## Excerpt:
● ● ● ● ● ● ●

To me, this implies the polar regions will warm significantly more than the global average, while the tropical regions warm significantly less (and that has to my knowledge been the trend, at least in the Northern Hemisphere).

And it could mean that one way the planet responds to global warming is to create dramatically more intense hurricanes.

I'm not clear where you are going with this. The prior sentence implies that global warming will have reduced impact on tropical ocean heat, because hurricanes will act to transport that heat away from the tropics. That is a negative feedback. It may mean that for a 2 C global rise, we see only 1 C rise in tropical ocean temps (with, say, 4 C in polar regions), with commensurate increases in hurricane intensities, rather than the 2 C rise in tropical ocean temps, and significantly greater increases in hurricane intensities, that would occur in the case of more or less uniform warming.

I don't see how hurricane induced-mixing strengthens (or weakens) the theory that global warming results in more intense hurricanes. (Unless it turns out that lessening equator-to-pole gradients has other effects which favor hurricanes, such as reducing shear (not unlikely), but that is another matter not covered by the paper.) Rather, it's an impact of more intense hurricanes, and a negative feedback, at least to the extent that it moves ocean heat out of tropical regions.

Llewelly,
I'm not the authors of this paper, but would guess they would respond that just because the equator-to-pole temp gradient would be reduced doesn't mean the tropics won't still be hotter than they are now.

Also, yes, it's a negative feedback--but in order for the feedback to be significant, the hurricanes have to be intense, because then more ocean heat transport occurs because more mixing occurs.

That's the hypothesis anyway. It goes back to the work of MIT's Kerry Emanuel. All of this is in quite an early stage of research....it's intriguing, though.

Chris:

I'm not the authors of this paper, but would guess they would respond that just because the equator-to-pole temp gradient would be reduced doesn't mean the tropics won't still be hotter than they are now.

Agreed. In my hypothetical example I wrote 'only 1 C rise in tropical ocean temps (with, say, 4 C in polar regions), with commensurate increases in hurricane intensities,' . When I write 'negative feedback', I'm thinking something akin to a brake (whose resistance increases as a function of velocity), not an instantaneous reverse.

I usually try to avoid getting involved in blogging conversations, but "llewelly" makes a reasonable point and it might be helpful for me to expand upon it.

● ● ● ● ● ● ●

## Items:
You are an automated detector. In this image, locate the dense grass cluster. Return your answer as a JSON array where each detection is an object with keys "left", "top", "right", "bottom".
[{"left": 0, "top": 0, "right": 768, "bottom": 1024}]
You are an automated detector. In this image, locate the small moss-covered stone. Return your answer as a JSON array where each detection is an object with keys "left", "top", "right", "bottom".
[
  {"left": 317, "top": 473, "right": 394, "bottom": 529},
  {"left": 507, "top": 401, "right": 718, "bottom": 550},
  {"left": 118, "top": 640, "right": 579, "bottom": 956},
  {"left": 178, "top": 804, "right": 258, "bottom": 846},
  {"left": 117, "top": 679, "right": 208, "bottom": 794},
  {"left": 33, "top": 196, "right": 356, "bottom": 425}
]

● ● ● ● ● ● ●

## Directions:
List every person named in the hurricane discussion above.

## Solution:
Llewelly, Chris, Kerry Emanuel